_MATERIAL FOR THIS TASK_.
▶
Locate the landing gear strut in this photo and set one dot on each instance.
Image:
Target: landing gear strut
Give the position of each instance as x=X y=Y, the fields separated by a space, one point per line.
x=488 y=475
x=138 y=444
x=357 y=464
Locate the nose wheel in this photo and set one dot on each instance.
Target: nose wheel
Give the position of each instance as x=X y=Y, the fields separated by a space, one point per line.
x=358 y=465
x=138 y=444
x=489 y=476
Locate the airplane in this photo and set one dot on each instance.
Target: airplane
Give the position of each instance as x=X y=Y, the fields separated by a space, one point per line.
◀
_REQUIREMENT_.
Rewrite the stretch from the start of the entries through the line containing "x=357 y=464", replacing "landing gear strut" with "main gear leg" and leaving everything else unchanged. Give only those lines.

_TASK ANSWER_.
Locate the main gear leg in this photo and set one dot on each instance.
Image:
Target: main gear leg
Give the position of each instance as x=X y=Y, the fields separated by a space, one point per line.
x=488 y=475
x=138 y=444
x=357 y=464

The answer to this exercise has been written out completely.